▸ GOAL:
Write out the whole listing, matching it exactly.

+++ EXERCISE DATA +++

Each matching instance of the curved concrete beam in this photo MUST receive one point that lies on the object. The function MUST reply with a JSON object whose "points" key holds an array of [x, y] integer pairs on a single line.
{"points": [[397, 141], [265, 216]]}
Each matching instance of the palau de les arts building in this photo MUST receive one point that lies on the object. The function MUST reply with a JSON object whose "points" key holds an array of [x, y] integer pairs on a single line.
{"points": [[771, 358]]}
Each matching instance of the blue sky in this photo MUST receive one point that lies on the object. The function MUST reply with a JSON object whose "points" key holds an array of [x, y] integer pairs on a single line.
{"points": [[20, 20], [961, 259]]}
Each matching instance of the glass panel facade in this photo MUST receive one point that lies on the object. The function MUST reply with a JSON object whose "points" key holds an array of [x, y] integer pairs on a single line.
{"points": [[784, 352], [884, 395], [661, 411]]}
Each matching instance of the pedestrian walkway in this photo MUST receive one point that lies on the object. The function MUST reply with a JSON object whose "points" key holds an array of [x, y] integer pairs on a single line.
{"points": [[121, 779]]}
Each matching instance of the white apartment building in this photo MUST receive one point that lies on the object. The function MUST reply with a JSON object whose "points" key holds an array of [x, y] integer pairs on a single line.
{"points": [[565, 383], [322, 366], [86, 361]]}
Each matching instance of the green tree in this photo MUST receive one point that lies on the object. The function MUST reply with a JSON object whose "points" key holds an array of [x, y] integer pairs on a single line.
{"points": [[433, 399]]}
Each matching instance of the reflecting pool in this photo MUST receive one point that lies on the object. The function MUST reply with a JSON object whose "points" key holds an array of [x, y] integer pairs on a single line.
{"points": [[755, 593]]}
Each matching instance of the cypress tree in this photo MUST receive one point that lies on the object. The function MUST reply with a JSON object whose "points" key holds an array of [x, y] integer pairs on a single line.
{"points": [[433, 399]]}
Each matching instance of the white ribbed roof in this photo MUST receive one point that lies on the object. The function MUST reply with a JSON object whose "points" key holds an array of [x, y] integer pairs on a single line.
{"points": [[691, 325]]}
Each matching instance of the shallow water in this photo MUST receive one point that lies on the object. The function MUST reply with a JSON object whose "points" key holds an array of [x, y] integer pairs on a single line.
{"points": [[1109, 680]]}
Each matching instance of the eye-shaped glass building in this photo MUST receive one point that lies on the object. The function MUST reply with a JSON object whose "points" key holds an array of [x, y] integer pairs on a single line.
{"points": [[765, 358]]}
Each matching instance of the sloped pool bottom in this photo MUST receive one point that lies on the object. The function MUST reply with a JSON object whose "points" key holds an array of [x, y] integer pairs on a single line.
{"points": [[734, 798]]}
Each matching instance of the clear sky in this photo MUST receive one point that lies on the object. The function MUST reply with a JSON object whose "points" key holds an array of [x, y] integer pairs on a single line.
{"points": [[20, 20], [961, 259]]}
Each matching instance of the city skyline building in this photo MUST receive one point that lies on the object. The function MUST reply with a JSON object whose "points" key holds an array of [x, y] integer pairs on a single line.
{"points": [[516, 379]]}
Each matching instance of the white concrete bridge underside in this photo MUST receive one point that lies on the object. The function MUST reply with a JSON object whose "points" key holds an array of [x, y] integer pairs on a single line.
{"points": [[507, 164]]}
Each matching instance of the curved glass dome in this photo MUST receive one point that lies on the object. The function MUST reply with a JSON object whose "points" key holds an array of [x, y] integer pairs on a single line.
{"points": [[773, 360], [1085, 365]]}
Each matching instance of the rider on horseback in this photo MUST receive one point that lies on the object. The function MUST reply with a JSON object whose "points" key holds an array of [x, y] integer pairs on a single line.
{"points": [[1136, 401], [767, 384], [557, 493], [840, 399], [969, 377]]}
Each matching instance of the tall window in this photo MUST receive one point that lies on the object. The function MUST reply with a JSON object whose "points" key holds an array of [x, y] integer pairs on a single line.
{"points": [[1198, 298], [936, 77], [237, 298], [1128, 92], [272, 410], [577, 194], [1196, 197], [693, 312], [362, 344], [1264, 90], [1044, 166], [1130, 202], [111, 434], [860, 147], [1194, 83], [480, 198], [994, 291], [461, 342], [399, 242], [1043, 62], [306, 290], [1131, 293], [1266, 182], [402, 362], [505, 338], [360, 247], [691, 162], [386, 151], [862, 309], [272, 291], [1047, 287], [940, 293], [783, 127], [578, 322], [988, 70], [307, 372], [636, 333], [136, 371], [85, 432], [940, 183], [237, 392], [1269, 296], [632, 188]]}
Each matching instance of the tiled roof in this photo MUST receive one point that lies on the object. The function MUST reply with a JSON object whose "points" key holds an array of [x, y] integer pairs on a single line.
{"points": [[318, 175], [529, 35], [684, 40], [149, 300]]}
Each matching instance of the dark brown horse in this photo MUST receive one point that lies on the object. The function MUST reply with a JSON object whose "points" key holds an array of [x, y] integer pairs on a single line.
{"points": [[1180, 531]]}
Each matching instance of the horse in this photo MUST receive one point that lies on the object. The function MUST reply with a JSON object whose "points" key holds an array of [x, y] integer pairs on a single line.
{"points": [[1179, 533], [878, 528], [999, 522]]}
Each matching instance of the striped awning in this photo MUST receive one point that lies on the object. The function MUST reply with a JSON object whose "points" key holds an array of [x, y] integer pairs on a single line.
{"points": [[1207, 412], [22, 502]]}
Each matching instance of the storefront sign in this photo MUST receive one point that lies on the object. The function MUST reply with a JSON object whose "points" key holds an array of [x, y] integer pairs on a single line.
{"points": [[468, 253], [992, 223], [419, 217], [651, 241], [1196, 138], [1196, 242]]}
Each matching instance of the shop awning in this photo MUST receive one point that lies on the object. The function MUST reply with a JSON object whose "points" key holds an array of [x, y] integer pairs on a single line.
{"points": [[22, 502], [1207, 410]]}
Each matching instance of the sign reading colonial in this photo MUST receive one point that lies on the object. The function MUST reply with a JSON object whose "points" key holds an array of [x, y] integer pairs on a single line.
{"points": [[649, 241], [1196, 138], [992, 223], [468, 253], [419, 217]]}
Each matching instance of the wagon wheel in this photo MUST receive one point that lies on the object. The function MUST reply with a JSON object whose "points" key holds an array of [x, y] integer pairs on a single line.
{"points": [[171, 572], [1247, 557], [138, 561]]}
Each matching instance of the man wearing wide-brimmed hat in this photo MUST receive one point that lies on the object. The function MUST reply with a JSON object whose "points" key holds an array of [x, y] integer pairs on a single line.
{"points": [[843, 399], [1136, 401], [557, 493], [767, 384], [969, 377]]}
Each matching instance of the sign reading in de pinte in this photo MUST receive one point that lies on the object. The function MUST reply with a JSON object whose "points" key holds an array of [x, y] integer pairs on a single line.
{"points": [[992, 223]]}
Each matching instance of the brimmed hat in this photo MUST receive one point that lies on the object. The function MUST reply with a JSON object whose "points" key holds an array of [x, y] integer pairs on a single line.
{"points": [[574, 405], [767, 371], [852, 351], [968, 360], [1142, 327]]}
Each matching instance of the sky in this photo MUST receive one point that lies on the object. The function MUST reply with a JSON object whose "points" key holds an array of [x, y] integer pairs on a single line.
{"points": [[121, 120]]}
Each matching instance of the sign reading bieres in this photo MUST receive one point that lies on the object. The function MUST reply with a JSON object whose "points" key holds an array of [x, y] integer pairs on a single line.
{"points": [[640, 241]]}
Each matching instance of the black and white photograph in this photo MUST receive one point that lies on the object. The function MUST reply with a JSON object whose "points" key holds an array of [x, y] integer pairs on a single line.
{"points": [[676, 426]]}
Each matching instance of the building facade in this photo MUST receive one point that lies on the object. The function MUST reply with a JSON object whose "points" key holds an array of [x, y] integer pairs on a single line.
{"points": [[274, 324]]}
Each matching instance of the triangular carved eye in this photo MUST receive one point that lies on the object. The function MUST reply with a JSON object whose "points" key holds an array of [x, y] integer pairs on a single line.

+++

▸ WRITTEN REPLY:
Each matching instance of the curved concrete beam in this photo MUST receive one point that lies on the object. The function MUST reply with a JSON object whose "points" key holds an array of [x, y] integer pairs on a single line.
{"points": [[397, 141], [265, 216]]}
Each matching instance of the palau de les arts building in this photo MUST receive one point that lies on the object. The function MUST reply with a JSON object whose "points" key holds an array of [x, y] integer pairs on a single line.
{"points": [[771, 358]]}
Each matching instance of the blue sky in this photo MUST receive one point that lies on the object. The function MUST reply with a JSON object whose "points" key holds an array of [x, y] integer pairs on a single line.
{"points": [[20, 20], [961, 259]]}
Each matching instance of the glass panel facade in this photo MUST receive one point that lies on the object. The function MUST reply with a JSON object whose "points" key holds an array of [x, y] integer pairs on a single line.
{"points": [[784, 352], [884, 395], [661, 411]]}
Each matching instance of the pedestrian walkway in this photo MUST receive one point that lies on the object. The function MUST reply with a JSON object whose "points" key holds an array of [x, y] integer pairs on a single line.
{"points": [[121, 779]]}
Each matching instance of the white apartment building in this photo MUST receive one point that lies on the object. The function MUST reply with a JSON object whose "points" key holds an array of [x, y] integer pairs on a single line.
{"points": [[565, 383], [322, 366], [86, 361]]}
Each matching instance of the green tree in this photo MUST receive one point that lies on the object. The function MUST reply with a JSON object whose "points" key holds an array of [x, y] integer pairs on a single line.
{"points": [[433, 399]]}
Each matching instance of the reflecting pool in this photo MUST receive one point that lies on the object. The function MUST reply with a JSON object whose "points" key holds an array of [x, y] integer pairs on a single line.
{"points": [[755, 593]]}
Each matching instance of the cypress tree in this photo MUST receive one point that lies on the object. The function MUST reply with a JSON object whose "points" key holds an array of [x, y] integer pairs on a single line.
{"points": [[433, 399]]}
Each matching instance of the white ribbed roof in this photo MUST receive one point that lies on the object. The function MUST reply with a JSON object whose "points" key holds an array of [x, y] integer pairs on a single line.
{"points": [[691, 325]]}
Each matching instance of the shallow water in this photo MUST receive one point that lies on the object. The function MUST reply with a JSON object whose "points" key holds an array of [x, y] integer pairs on a single line.
{"points": [[1109, 680]]}
Each matching instance of the eye-shaped glass building in this photo MUST receive one point that lies on the object. The function MUST reply with a JSON object whose "points" key holds an array of [x, y] integer pairs on a single line.
{"points": [[765, 358]]}
Each matching instance of the sloped pool bottom in this photo MUST receive one point that lies on the object. The function MUST reply with a JSON object whose "points" key holds an array of [x, y] integer pairs on a single line.
{"points": [[734, 798]]}
Each matching instance of the clear sky in this photo MUST receive one point that lies on the object. The function MUST reply with a JSON object whose "points" key holds an array of [x, y] integer pairs on a single line.
{"points": [[20, 20], [961, 259]]}
Each matching instance of the city skyline building in this photo MUST receive one point that lies on the object. The function MUST reply with a JSON object whose "points" key holds an array of [x, y] integer pairs on a single line.
{"points": [[516, 379]]}
Each matching instance of the white concrete bridge underside in this photo MUST receive one point that lies on the object. The function MUST reply with a JSON object whose "points" key holds an array of [x, y] integer pairs on a single line.
{"points": [[507, 164]]}
Each matching instance of the curved glass dome in this photo MUST receive one point that lies on the object. The function MUST reply with a JSON object whose "points" key holds an array of [x, y] integer pairs on a single line.
{"points": [[773, 360], [1085, 365]]}
Each matching instance of the rider on horseback in this photo MUST receive one point that lies on the object. The function MUST reply with a JSON object whose "points" key holds an array of [x, y] integer pairs on a single line.
{"points": [[1136, 401], [767, 384], [557, 493], [840, 399], [969, 377]]}
Each matching instance of the tall window in this photo MUST receive one point that lies on the object. The function MUST reply with a JSON object whose "points" key holds an array of [x, y] integer pairs on a single line.
{"points": [[1198, 298], [936, 77], [237, 298], [1128, 92], [272, 410], [577, 194], [1196, 197], [693, 312], [362, 344], [1264, 90], [1044, 166], [1130, 202], [111, 434], [860, 147], [1194, 83], [480, 198], [994, 291], [461, 342], [399, 242], [1043, 62], [306, 290], [1131, 293], [1266, 182], [402, 362], [505, 338], [360, 247], [691, 162], [386, 151], [862, 309], [272, 291], [1047, 287], [940, 293], [783, 127], [578, 322], [988, 70], [307, 372], [636, 333], [136, 371], [85, 432], [940, 183], [237, 392], [1269, 296], [632, 188]]}
Each matching instance of the tiled roof in this photo MUST receive one point that lies on the object. The function MUST reply with a JSON object whose "points" key holds an array of [x, y] integer pairs on a single line.
{"points": [[318, 175], [529, 35], [684, 40], [149, 300]]}
Each matching instance of the dark brown horse in this photo MUST receive one point that lies on the object. The function MUST reply with a JSON object whose "points" key holds an array of [x, y] integer pairs on a single line.
{"points": [[1180, 531]]}
Each matching instance of the horse in this photo MUST receive one point that lies on the object. The function MUST reply with a JSON object whose "points" key holds an array of [x, y] integer pairs on a single line.
{"points": [[1179, 533], [878, 528], [999, 522]]}
Each matching instance of the striped awning in this photo MUST receive one point that lies on the object. The function MUST reply with a JSON object whose "points" key holds an array of [x, y] integer pairs on a single line.
{"points": [[1207, 412], [22, 502]]}
Each matching instance of the storefront sign in this photo MUST receive one point that lies on the object. The function MUST reply with a JSON object whose "points" key holds an array of [x, y] integer pairs on a single line.
{"points": [[468, 253], [992, 223], [419, 217], [651, 241], [1196, 138], [1196, 242]]}
Each matching instance of the shop awning in this photo MUST receive one point that lies on the object. The function MUST reply with a JSON object whose "points" key holds an array of [x, y] integer pairs on a single line.
{"points": [[22, 502], [1207, 410]]}
Each matching instance of the sign reading colonial in this photo MUST receive one point that lies on the object. The function MUST reply with a JSON object whose "points" key holds an array of [x, y] integer pairs on a single line.
{"points": [[649, 241], [1196, 138], [992, 223], [468, 253], [419, 217]]}
Each matching instance of the wagon wheel in this photo MUST receive one point that lies on the object. The function MUST reply with a JSON object whose "points" key holds an array of [x, y] integer pairs on a single line.
{"points": [[171, 572], [1247, 557], [138, 561]]}
Each matching instance of the man wearing wide-brimmed hat in this photo MUST receive one point that lies on the object. The function MUST reply with a JSON object whose "points" key holds an array of [x, y] integer pairs on a single line.
{"points": [[843, 399], [1136, 401], [557, 493], [767, 384], [969, 377]]}
Each matching instance of the sign reading in de pinte in this photo MUST receive one point that lies on the object. The function MUST reply with a JSON object whose "points" key holds an array of [x, y] integer pairs on a single line.
{"points": [[992, 223]]}
Each matching instance of the brimmed hat in this photo MUST receive one point that lies on the object. The function MUST reply with a JSON object whose "points" key holds an array of [x, y] integer pairs on a single line.
{"points": [[574, 405], [767, 371], [852, 351], [968, 360], [1142, 327]]}
Each matching instance of the sky in this photo MUST receive one point that lies on the object. The function MUST reply with a JSON object whose "points" key holds an array of [x, y] integer pairs on a single line.
{"points": [[121, 120]]}
Each matching instance of the sign reading bieres in this photo MUST receive one point that lies on the object. The function MUST reply with a JSON object whose "points" key holds an array of [x, y] integer pairs on a single line.
{"points": [[640, 241]]}
Each matching instance of the black and white photograph in this photo MUST receive one point that lies on the object. The function MUST reply with a JSON object whose "points" key holds an array of [x, y] integer pairs on a single line.
{"points": [[676, 426]]}
Each matching instance of the building facade in this photo MUST receive one point that lies on the object. The function MUST reply with a JSON object whose "points" key holds an array of [x, y] integer pairs on a single line.
{"points": [[274, 324]]}
Each matching instance of the triangular carved eye in this photo MUST receive one point that lies on the object. The function MUST reply with a JSON object whose "points" key holds an array of [x, y] integer pairs on a single line.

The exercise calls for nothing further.